Activity
Pick out every line of the rows below that contains the string "evenodd", and copy each one.

Collected data:

###

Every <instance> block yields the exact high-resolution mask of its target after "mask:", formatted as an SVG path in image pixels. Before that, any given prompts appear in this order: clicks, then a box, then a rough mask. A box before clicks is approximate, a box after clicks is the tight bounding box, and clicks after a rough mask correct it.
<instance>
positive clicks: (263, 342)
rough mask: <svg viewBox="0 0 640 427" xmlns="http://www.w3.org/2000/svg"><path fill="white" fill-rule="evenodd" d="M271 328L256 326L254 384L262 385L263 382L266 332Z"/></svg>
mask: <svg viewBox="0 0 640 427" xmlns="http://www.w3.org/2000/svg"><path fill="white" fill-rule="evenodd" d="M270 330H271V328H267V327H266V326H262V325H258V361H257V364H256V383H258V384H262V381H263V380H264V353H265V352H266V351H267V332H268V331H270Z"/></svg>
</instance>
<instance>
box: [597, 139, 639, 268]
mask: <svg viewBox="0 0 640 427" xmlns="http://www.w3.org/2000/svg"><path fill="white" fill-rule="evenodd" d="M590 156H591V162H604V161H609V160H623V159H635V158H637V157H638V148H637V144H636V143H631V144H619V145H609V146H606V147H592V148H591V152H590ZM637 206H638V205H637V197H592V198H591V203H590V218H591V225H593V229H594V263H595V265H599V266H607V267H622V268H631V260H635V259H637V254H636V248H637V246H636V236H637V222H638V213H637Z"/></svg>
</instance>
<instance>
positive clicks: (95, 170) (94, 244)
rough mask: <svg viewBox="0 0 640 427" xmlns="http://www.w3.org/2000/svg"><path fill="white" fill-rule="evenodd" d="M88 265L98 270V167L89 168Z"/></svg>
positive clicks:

###

Result below
rough mask: <svg viewBox="0 0 640 427" xmlns="http://www.w3.org/2000/svg"><path fill="white" fill-rule="evenodd" d="M271 328L256 326L254 384L262 385L263 382L266 332Z"/></svg>
mask: <svg viewBox="0 0 640 427" xmlns="http://www.w3.org/2000/svg"><path fill="white" fill-rule="evenodd" d="M270 330H271V328H267V327H266V326H262V325H258V361H257V364H256V383H258V384H262V381H263V380H264V353H265V352H266V351H267V332H268V331H270Z"/></svg>
mask: <svg viewBox="0 0 640 427" xmlns="http://www.w3.org/2000/svg"><path fill="white" fill-rule="evenodd" d="M590 156H591V162H604V161H609V160H623V159H635V158H637V157H638V148H637V144H636V143H631V144H619V145H609V146H606V147H592V148H591V152H590ZM637 206H638V205H637V197H592V198H591V203H590V218H591V225H593V229H594V263H595V265H599V266H607V267H622V268H631V260H635V259H637V254H636V248H637V246H636V236H637V222H638V213H637Z"/></svg>
rough mask: <svg viewBox="0 0 640 427" xmlns="http://www.w3.org/2000/svg"><path fill="white" fill-rule="evenodd" d="M88 265L98 270V167L89 168Z"/></svg>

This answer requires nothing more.